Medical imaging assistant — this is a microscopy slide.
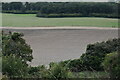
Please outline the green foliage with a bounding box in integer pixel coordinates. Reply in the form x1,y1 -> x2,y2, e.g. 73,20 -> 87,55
102,52 -> 120,78
2,55 -> 28,78
2,32 -> 33,63
80,39 -> 120,71
2,32 -> 33,78
63,38 -> 120,72
48,63 -> 72,80
2,2 -> 119,18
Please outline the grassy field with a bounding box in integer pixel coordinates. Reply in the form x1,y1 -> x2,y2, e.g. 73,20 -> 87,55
2,14 -> 118,27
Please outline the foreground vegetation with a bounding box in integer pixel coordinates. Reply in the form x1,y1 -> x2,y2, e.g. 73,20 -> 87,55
2,32 -> 120,80
2,14 -> 118,27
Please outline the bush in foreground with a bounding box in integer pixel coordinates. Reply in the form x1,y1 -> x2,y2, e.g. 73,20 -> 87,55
102,52 -> 120,78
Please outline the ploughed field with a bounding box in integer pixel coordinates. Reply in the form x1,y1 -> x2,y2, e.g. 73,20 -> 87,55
3,29 -> 118,66
2,13 -> 118,27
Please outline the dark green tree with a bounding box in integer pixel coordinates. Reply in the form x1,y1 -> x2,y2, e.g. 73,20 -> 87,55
2,32 -> 33,63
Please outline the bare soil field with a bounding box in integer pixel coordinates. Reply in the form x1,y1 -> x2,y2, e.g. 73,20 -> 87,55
4,29 -> 118,66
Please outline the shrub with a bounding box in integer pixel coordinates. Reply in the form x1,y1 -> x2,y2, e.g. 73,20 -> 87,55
2,55 -> 28,78
102,52 -> 120,78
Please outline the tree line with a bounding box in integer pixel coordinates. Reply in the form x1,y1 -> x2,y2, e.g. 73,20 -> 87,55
2,2 -> 119,18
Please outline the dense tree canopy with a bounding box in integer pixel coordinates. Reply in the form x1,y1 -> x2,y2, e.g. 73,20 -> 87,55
2,32 -> 33,63
2,2 -> 119,17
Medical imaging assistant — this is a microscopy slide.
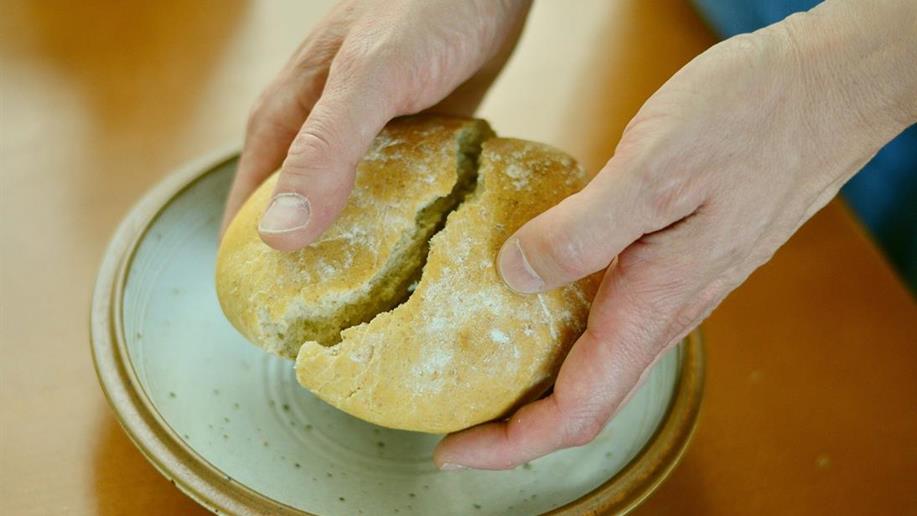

*What the task asks*
Can you convert every one of the entries above into a JSON list of strings, with one string per line and blank lines omitted? Leave the pictures out.

*The output*
[
  "Medical imaging assistant — this is a microscopy slide.",
  "Please outline the green foliage with a bounding box in integer pixel coordinates. Reply in the form x1,y1 -> x2,y2, e.g. 73,20 -> 87,55",
  "102,52 -> 120,78",
  "2,55 -> 28,78",
  "2,32 -> 33,63",
  "80,39 -> 120,71",
  "2,32 -> 33,78",
  "63,38 -> 120,72",
  "48,63 -> 72,80",
  "2,2 -> 119,18",
  "Please outline the grassy field with a bounding box in integer pixel coordinates. Reply in the form x1,y1 -> x2,y2, e.g. 73,20 -> 87,55",
  "2,14 -> 118,27",
  "Please outline the foreground vegetation with a bounding box in integer pixel coordinates. Reply in the form x1,y1 -> x2,y2, e.g. 73,20 -> 87,55",
  "2,32 -> 120,80",
  "2,14 -> 118,27",
  "Please outline the bush in foreground with a bounding box in integer pixel coordinates. Reply in the form x1,y1 -> x2,y2, e.g. 73,20 -> 87,55",
  "102,52 -> 120,78",
  "Please outline the ploughed field with a bounding box in integer pixel coordinates. Reply in the form x1,y1 -> x2,y2, e.g. 73,20 -> 87,55",
  "3,29 -> 118,66",
  "2,13 -> 118,27",
  "Please outline the dark green tree with a bounding box in integer pixel coordinates. Reply in the form x1,y1 -> x2,y2, e.g. 73,20 -> 87,55",
  "2,32 -> 33,63",
  "Please outline the bare soil field with a bounding box in integer pixel coordinates. Reply in the form x1,y1 -> x2,y2, e.g. 73,20 -> 87,55",
  "4,29 -> 118,66",
  "Please outline the shrub with a bounding box in integer pixel coordinates. Reply in the form x1,y1 -> x2,y2, e.g. 73,20 -> 87,55",
  "2,55 -> 28,78",
  "102,52 -> 120,78",
  "Please outline the tree line with a bounding box in integer pixel coordinates. Reply in the form x1,y1 -> x2,y2, e.g. 73,20 -> 87,55",
  "2,2 -> 119,18",
  "Please outline the dense tree canopy with a bounding box in integer pixel coordinates. Reply in the form x1,y1 -> x2,y2, e.g. 73,20 -> 87,55",
  "2,32 -> 33,63",
  "2,2 -> 119,17",
  "Medical imaging assistant — this is a microscopy slide."
]